TASK BRIEF :: Could you report every line of the listing below that holds the word "reported"?

EXTRACTED ENTRIES ::
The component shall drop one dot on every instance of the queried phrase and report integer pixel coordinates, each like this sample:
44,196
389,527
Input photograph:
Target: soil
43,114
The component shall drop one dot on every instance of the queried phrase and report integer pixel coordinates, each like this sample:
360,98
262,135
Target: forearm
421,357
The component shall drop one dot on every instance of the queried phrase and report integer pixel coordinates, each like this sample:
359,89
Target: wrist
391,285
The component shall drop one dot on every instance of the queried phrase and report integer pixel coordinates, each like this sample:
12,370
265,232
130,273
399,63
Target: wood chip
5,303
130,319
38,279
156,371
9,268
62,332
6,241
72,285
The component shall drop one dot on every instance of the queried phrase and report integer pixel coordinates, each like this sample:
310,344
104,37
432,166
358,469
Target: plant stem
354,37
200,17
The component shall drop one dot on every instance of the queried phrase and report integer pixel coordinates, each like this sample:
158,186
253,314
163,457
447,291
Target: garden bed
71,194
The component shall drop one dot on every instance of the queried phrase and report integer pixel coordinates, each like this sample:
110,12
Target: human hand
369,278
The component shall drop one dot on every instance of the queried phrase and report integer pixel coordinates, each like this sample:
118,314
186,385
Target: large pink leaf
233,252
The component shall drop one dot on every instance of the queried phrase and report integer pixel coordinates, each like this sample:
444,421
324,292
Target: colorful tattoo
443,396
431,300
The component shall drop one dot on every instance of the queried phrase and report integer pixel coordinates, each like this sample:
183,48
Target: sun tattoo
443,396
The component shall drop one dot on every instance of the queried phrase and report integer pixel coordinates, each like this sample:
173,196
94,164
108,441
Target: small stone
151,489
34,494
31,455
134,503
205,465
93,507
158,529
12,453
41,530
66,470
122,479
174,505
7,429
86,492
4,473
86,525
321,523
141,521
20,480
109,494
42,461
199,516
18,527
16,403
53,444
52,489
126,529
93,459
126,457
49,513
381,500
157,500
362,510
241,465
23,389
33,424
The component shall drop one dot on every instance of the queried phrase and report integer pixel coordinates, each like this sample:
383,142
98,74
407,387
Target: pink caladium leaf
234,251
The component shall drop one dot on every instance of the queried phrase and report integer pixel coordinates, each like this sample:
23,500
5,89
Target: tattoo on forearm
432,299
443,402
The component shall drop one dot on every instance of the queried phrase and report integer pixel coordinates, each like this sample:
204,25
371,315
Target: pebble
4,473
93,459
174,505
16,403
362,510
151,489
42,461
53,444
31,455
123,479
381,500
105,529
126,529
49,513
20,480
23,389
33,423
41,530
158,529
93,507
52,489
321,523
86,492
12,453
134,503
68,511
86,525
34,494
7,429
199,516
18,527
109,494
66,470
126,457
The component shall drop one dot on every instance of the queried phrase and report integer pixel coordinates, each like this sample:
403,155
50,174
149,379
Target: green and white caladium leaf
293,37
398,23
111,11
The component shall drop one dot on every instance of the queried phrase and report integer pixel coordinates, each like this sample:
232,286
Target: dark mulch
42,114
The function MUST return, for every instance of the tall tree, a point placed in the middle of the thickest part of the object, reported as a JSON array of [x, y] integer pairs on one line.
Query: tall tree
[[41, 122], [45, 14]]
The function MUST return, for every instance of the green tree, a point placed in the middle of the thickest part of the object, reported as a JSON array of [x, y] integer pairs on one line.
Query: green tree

SOLUTION TO THIS PROBLEM ::
The function MUST return, for every instance of the tall tree, a point placed in the middle of the thickest part of the object, reported as a JSON array of [x, y] integer pairs on one line.
The function MUST return, for every instance of the green tree, a point placed in the middle of the thickest part of the object, reported as a JSON array of [x, y] integer pairs on one line.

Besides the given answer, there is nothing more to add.